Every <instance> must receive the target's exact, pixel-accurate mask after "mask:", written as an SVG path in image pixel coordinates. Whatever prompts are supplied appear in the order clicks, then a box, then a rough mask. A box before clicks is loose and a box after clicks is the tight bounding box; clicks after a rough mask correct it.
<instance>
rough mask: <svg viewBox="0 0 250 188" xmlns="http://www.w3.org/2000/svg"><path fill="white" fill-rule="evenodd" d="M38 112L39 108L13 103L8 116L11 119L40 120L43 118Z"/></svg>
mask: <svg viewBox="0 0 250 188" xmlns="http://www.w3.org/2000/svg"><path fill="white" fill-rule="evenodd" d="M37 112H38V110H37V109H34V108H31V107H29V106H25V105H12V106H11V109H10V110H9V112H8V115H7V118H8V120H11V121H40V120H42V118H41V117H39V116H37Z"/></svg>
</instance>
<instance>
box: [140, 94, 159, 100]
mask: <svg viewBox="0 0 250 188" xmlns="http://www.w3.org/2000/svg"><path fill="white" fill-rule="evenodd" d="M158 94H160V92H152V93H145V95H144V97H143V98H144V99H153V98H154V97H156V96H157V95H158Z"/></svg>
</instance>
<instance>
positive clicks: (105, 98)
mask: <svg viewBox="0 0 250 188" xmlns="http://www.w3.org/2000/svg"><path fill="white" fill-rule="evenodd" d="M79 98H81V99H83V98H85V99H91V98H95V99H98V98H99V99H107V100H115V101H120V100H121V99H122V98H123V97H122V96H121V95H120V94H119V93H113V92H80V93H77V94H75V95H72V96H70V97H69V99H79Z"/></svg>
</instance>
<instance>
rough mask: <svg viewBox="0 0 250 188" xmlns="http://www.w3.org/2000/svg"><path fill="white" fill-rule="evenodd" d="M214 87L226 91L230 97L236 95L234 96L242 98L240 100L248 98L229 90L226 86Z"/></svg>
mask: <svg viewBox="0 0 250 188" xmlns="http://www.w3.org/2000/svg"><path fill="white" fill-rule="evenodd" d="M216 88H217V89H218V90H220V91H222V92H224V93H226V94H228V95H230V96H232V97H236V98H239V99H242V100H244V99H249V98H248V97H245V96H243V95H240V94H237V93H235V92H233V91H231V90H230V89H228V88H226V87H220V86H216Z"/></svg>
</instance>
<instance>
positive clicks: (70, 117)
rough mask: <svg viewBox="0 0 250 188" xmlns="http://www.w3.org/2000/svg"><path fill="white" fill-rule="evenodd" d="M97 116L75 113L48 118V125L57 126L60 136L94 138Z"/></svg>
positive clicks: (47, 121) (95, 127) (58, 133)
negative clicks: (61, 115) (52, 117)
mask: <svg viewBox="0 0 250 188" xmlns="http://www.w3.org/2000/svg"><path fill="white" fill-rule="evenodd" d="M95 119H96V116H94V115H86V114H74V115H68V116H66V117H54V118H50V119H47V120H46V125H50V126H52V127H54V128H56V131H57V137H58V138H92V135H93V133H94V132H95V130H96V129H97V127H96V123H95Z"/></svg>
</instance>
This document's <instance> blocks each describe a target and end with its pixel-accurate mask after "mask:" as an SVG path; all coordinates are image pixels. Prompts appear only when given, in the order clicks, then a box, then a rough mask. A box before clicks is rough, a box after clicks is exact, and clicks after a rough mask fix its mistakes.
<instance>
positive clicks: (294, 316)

TASK BRIEF:
Your reply should hold all the entries, each repeated without a single change.

ANSWER:
Every <instance> must receive the target's exact, pixel-accurate mask after "mask:", written as an SVG path in image pixel coordinates. Whatever prompts are supplied appear in the order clicks, then a box, then a rough mask. A box before clicks is loose and a box after clicks is the tight bounding box; clicks after a rough mask correct it.
<instance>
rough mask: <svg viewBox="0 0 250 188" xmlns="http://www.w3.org/2000/svg"><path fill="white" fill-rule="evenodd" d="M38 112L39 108L13 103L8 116L11 119L40 120L43 118Z"/></svg>
mask: <svg viewBox="0 0 250 188" xmlns="http://www.w3.org/2000/svg"><path fill="white" fill-rule="evenodd" d="M37 112H38V110H37V109H34V108H31V107H29V106H25V105H12V106H11V109H10V110H9V112H8V115H7V118H8V120H11V121H40V120H42V118H41V117H39V116H37Z"/></svg>
</instance>
<instance>
box: [140, 94, 159, 100]
mask: <svg viewBox="0 0 250 188" xmlns="http://www.w3.org/2000/svg"><path fill="white" fill-rule="evenodd" d="M158 94H160V92H152V93H145V95H144V97H143V98H144V99H153V98H154V97H156V96H157V95H158Z"/></svg>
</instance>
<instance>
positive clicks: (105, 98)
mask: <svg viewBox="0 0 250 188" xmlns="http://www.w3.org/2000/svg"><path fill="white" fill-rule="evenodd" d="M79 98H81V99H83V98H85V99H91V98H95V99H98V98H99V99H107V100H115V101H120V100H121V99H122V98H123V97H122V96H121V95H120V94H119V93H113V92H80V93H77V94H75V95H72V96H70V97H69V99H79Z"/></svg>
</instance>
<instance>
rough mask: <svg viewBox="0 0 250 188" xmlns="http://www.w3.org/2000/svg"><path fill="white" fill-rule="evenodd" d="M214 87L226 91L230 97L236 95L234 96L242 98L240 100L248 98L229 90L226 86Z"/></svg>
mask: <svg viewBox="0 0 250 188" xmlns="http://www.w3.org/2000/svg"><path fill="white" fill-rule="evenodd" d="M216 88H217V89H218V90H220V91H222V92H224V93H226V94H228V95H230V96H232V97H236V98H239V99H242V100H244V99H249V98H248V97H245V96H243V95H240V94H237V93H235V92H233V91H231V90H230V89H228V88H226V87H220V86H216Z"/></svg>
</instance>
<instance>
positive clicks: (70, 117)
rough mask: <svg viewBox="0 0 250 188" xmlns="http://www.w3.org/2000/svg"><path fill="white" fill-rule="evenodd" d="M97 116L75 113L48 118V125L57 126L60 136L94 138Z"/></svg>
positive clicks: (47, 121) (95, 127) (58, 133)
negative clicks: (61, 115) (52, 117)
mask: <svg viewBox="0 0 250 188" xmlns="http://www.w3.org/2000/svg"><path fill="white" fill-rule="evenodd" d="M95 119H96V116H94V115H86V114H74V115H68V116H66V117H54V118H50V119H47V120H46V125H50V126H52V127H54V128H56V131H57V137H58V138H92V135H93V133H94V132H95V130H96V129H97V127H96V123H95Z"/></svg>
</instance>
This document's <instance> blocks each describe a target and end with its pixel-accurate mask after "mask:" as an SVG path; all coordinates are image pixels. Prompts appear only when given, in the order clicks, then a box, then a rough mask. A box before clicks is rough, a box after clicks is exact, and clicks after a rough mask fix its mistakes.
<instance>
positive clicks: (294, 316)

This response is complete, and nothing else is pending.